Provided records:
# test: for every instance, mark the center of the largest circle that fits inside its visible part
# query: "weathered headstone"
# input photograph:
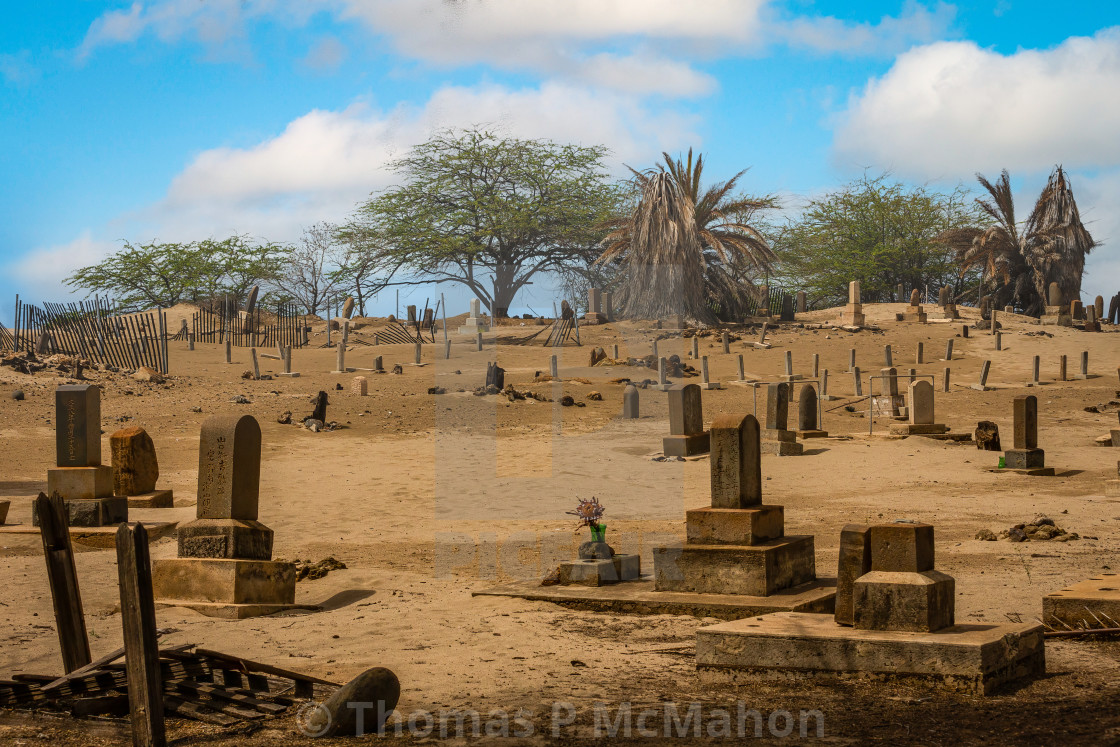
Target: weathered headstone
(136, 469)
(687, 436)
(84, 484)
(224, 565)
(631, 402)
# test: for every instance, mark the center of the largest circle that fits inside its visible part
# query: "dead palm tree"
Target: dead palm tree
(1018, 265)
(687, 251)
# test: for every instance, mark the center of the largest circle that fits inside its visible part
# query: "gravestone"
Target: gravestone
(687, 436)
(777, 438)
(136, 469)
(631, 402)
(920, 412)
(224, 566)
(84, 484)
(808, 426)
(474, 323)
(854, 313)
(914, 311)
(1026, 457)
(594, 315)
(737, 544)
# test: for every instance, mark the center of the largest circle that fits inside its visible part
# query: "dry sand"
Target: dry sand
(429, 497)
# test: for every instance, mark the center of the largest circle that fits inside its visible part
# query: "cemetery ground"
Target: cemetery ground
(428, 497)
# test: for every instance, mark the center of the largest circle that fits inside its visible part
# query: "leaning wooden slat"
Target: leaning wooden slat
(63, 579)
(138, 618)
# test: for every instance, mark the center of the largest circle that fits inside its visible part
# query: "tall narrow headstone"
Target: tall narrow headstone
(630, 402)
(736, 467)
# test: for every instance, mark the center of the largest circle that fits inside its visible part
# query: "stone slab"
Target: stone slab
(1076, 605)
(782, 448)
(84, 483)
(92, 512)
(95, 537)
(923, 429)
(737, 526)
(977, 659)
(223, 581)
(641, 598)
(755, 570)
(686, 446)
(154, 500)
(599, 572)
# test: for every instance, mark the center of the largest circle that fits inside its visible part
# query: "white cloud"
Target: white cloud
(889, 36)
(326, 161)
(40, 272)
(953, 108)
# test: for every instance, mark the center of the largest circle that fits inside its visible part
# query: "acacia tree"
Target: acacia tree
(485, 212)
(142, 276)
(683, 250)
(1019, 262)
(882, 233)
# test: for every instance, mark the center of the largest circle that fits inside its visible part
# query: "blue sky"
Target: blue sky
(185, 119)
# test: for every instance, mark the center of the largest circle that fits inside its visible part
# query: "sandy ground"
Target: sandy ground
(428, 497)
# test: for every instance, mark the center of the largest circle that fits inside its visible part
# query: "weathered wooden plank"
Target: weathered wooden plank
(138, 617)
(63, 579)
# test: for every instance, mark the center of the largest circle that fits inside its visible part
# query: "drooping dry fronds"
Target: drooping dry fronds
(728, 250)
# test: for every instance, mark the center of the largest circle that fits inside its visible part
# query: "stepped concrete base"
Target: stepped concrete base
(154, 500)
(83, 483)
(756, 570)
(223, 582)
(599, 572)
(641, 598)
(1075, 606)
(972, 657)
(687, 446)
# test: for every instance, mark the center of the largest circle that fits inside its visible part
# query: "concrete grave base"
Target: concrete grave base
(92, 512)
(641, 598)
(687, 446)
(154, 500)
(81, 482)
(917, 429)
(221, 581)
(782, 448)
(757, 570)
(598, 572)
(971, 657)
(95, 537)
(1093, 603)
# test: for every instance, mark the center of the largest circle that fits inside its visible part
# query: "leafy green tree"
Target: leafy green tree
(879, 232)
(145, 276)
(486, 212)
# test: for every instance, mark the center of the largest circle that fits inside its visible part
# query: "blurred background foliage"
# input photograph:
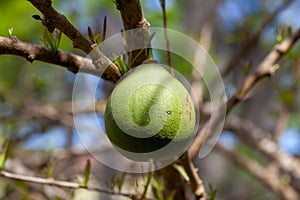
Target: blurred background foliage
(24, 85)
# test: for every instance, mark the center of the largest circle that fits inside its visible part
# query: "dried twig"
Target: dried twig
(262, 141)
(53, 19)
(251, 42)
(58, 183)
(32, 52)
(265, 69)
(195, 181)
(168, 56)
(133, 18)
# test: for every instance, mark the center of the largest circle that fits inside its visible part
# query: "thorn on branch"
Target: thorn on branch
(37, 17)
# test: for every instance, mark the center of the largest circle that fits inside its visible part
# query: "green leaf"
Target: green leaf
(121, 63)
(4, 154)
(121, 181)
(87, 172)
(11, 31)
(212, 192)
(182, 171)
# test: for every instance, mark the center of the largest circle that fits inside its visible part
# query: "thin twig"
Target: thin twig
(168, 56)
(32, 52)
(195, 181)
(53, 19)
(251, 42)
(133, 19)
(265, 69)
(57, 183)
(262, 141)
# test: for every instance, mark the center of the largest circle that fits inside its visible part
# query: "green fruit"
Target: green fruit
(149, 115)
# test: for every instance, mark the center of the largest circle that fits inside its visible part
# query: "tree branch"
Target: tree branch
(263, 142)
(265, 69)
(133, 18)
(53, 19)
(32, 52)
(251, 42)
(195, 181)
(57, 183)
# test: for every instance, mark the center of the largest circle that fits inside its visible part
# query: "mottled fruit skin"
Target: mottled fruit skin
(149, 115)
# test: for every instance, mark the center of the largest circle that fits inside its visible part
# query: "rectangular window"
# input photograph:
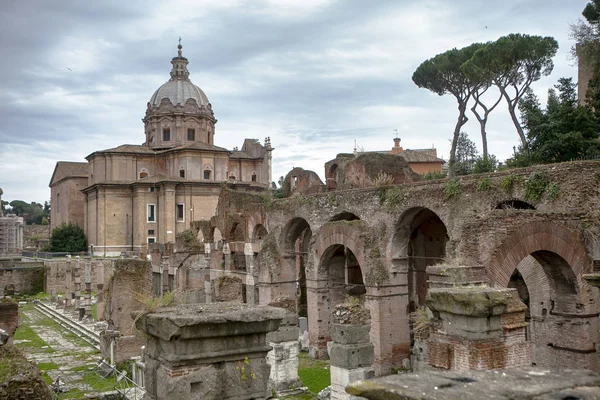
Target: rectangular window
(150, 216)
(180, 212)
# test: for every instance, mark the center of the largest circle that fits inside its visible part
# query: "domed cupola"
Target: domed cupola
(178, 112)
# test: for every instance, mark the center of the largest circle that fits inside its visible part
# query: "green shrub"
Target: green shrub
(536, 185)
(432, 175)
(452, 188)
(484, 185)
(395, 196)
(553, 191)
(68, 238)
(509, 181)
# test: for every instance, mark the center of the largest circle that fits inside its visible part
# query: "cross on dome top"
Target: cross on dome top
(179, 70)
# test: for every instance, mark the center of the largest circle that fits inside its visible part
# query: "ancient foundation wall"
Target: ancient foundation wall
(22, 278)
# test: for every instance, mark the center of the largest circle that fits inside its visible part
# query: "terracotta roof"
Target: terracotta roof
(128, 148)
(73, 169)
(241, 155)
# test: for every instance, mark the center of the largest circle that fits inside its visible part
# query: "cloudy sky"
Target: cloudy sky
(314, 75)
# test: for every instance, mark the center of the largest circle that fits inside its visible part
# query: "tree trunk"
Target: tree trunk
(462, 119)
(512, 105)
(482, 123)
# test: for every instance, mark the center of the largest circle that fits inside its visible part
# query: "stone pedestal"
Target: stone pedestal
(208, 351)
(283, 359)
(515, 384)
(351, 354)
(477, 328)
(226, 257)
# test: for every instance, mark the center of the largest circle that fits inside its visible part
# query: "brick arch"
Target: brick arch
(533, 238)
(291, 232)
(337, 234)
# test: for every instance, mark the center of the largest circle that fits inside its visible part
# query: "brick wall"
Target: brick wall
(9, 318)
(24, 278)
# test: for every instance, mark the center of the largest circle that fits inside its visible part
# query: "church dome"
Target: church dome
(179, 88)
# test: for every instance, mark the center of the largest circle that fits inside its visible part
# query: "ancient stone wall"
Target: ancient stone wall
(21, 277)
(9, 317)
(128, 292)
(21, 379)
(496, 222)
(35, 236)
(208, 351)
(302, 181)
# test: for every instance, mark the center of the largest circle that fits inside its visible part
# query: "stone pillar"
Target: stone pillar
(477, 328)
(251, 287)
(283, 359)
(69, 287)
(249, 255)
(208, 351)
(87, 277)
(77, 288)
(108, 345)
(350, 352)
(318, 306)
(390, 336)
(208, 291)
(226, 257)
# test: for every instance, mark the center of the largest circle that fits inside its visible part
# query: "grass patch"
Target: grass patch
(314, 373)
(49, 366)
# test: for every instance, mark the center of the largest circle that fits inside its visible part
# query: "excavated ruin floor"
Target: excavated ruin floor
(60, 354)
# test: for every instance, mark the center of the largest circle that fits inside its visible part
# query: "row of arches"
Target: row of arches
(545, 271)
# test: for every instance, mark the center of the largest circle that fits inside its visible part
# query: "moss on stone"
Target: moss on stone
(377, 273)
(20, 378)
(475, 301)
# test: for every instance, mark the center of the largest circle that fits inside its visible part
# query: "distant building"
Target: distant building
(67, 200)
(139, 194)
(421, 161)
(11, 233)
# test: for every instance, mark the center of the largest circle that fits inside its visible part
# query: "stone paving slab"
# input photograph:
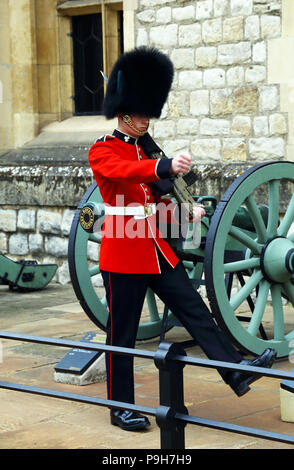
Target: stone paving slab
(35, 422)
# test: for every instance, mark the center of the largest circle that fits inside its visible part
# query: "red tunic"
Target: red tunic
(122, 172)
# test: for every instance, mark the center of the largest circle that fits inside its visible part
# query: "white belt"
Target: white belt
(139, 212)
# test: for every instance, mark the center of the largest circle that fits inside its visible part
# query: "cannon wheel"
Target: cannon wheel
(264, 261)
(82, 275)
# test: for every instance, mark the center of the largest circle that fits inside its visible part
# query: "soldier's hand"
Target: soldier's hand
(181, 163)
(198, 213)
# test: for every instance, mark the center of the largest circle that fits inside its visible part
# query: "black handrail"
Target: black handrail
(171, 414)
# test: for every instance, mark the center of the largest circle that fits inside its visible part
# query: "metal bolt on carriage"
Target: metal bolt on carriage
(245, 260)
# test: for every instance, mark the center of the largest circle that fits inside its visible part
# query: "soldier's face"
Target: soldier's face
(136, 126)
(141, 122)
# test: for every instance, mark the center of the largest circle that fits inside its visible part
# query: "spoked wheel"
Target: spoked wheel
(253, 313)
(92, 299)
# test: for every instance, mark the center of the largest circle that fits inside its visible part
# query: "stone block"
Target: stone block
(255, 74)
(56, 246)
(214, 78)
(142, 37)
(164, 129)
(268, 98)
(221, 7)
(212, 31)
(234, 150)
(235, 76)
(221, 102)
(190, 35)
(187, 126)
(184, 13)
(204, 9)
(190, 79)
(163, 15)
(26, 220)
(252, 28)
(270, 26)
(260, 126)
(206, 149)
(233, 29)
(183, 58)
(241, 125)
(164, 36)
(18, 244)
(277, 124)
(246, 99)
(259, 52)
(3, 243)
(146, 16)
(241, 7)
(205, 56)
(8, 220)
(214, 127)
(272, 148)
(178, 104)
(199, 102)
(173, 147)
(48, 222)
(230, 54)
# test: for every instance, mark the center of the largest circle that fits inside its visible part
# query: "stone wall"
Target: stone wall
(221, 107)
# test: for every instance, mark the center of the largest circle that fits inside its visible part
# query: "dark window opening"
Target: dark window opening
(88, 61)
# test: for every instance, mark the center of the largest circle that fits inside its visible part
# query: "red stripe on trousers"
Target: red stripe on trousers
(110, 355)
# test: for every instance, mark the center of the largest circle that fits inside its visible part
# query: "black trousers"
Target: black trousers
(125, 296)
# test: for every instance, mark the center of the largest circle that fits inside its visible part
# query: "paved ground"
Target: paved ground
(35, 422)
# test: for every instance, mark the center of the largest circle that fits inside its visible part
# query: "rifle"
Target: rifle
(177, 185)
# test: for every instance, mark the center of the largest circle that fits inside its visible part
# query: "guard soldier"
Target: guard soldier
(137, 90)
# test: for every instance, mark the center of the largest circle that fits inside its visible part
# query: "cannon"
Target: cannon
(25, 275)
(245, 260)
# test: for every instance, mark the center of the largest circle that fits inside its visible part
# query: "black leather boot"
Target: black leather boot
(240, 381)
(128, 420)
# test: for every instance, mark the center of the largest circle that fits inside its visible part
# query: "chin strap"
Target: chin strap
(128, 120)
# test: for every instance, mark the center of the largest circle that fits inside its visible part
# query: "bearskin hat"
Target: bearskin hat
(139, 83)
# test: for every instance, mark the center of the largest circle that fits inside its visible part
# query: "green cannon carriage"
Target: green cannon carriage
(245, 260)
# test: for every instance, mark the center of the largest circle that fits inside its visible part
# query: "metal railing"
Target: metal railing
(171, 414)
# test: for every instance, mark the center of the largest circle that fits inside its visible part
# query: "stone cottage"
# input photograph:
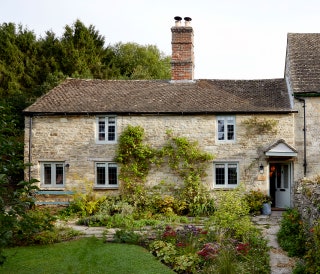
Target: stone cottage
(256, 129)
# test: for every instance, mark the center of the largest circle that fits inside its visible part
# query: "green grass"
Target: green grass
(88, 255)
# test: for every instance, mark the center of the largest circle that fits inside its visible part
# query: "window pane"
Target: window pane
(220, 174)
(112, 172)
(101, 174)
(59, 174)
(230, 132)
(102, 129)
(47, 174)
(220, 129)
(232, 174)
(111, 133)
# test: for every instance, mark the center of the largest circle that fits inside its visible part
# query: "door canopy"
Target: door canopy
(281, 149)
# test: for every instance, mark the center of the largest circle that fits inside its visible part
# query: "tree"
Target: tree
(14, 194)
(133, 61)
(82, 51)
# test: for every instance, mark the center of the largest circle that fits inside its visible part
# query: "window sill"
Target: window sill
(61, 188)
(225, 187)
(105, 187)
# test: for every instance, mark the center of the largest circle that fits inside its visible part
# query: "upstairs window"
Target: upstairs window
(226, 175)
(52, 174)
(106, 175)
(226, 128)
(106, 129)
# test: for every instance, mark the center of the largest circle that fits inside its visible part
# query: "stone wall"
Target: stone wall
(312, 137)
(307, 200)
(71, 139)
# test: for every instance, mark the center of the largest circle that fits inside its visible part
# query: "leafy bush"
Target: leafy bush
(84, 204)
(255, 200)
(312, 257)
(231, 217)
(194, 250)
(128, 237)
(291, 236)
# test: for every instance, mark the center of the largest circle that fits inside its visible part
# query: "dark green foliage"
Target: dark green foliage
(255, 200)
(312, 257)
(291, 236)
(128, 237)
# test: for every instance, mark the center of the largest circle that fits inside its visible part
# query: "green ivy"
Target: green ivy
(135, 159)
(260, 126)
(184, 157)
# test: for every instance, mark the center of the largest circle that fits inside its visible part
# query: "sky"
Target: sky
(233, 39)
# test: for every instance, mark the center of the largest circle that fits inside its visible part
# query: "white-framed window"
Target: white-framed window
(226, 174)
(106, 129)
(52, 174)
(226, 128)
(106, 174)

What you are asked to do:
Collect every line of the data above that contains the string "slab", matching case exactly.

Task response:
# query: "stone slab"
Target: stone slab
# query: "stone paving slab"
Target: stone paving slab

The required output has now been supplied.